Extrait du texte →
..........

Autant l’avouer d’entrée de chronique, c’est certainement la première fois que nous allons aborder un film en ayant remisé au placard le « mode expert » qui caractérise si bien notre ligne éditoriale (ah ! première nouvelle nous diront certains). C’est que si le nom de Tsui Hark nous parle forcément, disons humblement que nous n’avons vu qu’une toute petite partie de sa filmo. Et encore certainement pas ce qu’il a fait de mieux (au hasard Double Team ou encore Piège à Hong Kong qu’il réalise à la fin des années 90 au sein des Studios US). Comment de fait prétendre parler de L’Enfer des armes, film qui a identifié Tsui Hark sur la carte cinématographique mondiale, alors que des fleurons subséquents reconnus ainsi par les exégètes du cinéaste hongkongais (né au Viêt Nam) tels que la saga Il était une fois en Chine / The Blade / The Master etc n’ont jamais trouvé le chemin jusqu’à nos rétines ? Et bien on va se lancer quand même. Et disons que ceux pour qui le film n’a aucun secret, ils n’ont qu’à se rendre directement en fin de cette chronique pour se faire juste une idée de la qualité de cette édition. Les autres (on sait, ils sont peu nombreux), on les emmène à la découverte d’un film intrinsèquement passionnant à visionner plus de 40 ans après sa réalisation tant l’énergie proche du désespoir qui irrigue chacun de ses plans nous a scotchés lui prodiguant indéniablement une vitalité en forme de cure de jouvence perpétuelle. Précisons en guise de conclusion de cette introduction (oui on a l’esprit tordu on sait) que l’éditeur Spectrum nous le propose dans sa version dite internationale mais aussi pour une première en Blu-ray, dans une version Director’s Cut un peu plus longue qui a longtemps été un fantasme pour les admirateurs du film.
Affiche pour la sortie du film en version restaurée 2K le 7 février 2024 par Splendor Films
Rappelons en effet pour les moins aguerris que L’Enfer des armes a dans sa première version souffert d’une censure locale qui n’appréciait pas que le troisième long de Tsui Hark revienne à sa façon sur une série de faits-divers survenus au milieu des années 70 où une bande d’ados aux casiers vierges « s’amusaient » à poser des bombes dans les cinémas provoquant une véritable onde de choc dans la ville. Le pire c’est qu’une fois mis sous les verrous, on ne connut jamais leurs motivations ce qui interrogeait sur une société de plus en plus instable qu’une jeunesse habituellement sans histoire venait accentuer. Pour Tsui Hark, choisir ce fil rouge était une forme de cri de rage et de colère lui qui avait acquis une certaine notoriété avec une série télé mais que ses deux premières œuvres de cinéma n’avaient convaincu personne à commencer par le public. L’Enfer des armes peut même s’apparenter à une forme de suicide avant un possible retour dans le giron de la télé tant le sujet ne pouvait que susciter l’attention de la censure qui n’allait à coup sûr rien laisser passer. Il suffit d’ailleurs de synthétiser l’histoire pour comprendre les motivations du cinéaste : trois garçons et une fille qui veulent tout faire péter avant de mourir le majeur bien brandi à la face de la ville.

..........

Extraits de données de pointage:
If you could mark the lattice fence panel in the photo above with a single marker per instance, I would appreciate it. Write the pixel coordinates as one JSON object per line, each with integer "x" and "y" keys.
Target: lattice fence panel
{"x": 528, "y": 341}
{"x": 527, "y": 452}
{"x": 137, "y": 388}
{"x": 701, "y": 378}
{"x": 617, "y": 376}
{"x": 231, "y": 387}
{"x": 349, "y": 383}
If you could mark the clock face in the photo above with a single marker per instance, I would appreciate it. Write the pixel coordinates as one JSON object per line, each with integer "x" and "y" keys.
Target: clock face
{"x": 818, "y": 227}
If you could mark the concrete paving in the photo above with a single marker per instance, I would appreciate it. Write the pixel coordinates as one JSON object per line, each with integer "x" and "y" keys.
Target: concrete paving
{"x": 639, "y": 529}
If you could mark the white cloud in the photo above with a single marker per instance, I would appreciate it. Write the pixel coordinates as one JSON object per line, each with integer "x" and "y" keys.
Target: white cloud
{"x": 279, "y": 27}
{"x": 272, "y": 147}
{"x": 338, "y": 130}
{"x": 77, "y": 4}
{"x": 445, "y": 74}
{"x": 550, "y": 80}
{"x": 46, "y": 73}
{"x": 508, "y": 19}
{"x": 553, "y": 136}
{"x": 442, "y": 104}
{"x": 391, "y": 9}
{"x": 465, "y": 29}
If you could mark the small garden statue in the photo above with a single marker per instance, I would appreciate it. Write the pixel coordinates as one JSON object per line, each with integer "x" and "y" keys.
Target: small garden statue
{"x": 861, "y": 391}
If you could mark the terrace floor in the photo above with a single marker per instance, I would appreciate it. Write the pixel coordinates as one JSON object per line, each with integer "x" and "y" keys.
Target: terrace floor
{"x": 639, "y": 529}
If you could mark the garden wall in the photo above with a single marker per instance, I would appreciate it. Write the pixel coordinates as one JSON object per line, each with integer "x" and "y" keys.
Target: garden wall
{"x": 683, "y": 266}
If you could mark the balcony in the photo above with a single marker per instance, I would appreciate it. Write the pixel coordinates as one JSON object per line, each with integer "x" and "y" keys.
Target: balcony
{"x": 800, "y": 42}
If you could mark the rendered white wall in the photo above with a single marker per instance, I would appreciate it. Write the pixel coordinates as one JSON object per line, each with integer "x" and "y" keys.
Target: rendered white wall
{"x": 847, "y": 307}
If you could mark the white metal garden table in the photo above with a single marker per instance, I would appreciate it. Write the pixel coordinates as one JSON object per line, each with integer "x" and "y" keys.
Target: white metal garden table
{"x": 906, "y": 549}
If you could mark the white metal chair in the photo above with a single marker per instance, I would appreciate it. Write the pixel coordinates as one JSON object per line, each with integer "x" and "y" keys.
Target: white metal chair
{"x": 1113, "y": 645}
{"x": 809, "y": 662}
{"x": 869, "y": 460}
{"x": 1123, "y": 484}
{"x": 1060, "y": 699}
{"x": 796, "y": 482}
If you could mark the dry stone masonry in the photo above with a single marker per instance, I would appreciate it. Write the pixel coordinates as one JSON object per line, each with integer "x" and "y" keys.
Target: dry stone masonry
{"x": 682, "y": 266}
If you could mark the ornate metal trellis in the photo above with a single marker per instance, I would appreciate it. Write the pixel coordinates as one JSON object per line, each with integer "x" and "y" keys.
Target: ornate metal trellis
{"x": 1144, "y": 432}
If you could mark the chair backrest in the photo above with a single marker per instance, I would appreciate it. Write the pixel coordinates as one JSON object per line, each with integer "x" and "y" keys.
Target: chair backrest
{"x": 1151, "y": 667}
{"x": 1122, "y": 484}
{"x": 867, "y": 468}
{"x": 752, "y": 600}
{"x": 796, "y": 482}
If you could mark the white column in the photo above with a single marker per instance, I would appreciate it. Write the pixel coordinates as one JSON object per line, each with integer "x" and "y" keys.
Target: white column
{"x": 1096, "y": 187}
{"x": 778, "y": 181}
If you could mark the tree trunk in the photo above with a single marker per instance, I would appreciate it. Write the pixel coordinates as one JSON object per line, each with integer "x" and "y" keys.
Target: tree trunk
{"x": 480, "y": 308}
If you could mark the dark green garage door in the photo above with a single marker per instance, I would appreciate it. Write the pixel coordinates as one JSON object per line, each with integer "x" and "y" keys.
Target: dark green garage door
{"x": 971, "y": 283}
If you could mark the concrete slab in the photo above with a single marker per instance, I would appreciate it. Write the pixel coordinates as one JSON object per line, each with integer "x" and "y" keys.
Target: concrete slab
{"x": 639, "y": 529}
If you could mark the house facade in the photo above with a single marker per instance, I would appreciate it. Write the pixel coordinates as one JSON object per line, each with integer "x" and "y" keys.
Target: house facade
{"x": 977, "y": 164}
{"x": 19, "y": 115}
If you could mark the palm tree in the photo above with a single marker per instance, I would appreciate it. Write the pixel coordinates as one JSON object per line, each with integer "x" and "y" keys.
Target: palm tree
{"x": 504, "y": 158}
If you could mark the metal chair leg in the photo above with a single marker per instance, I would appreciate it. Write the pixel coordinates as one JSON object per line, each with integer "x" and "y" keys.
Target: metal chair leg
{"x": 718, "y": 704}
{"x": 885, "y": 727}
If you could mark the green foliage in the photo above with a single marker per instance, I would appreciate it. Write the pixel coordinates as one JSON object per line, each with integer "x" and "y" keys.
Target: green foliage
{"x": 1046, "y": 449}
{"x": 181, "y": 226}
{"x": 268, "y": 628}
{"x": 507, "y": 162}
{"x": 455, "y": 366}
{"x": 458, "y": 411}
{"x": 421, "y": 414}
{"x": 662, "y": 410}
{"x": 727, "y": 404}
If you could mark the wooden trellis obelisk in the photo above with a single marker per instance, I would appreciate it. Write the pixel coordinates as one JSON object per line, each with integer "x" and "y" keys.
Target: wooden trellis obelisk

..........

D'après la critique de L'Enfer des armes, quel éditeur propose le film dans une version Director's Cut en Blu-ray ?

L'éditeur Spectrum.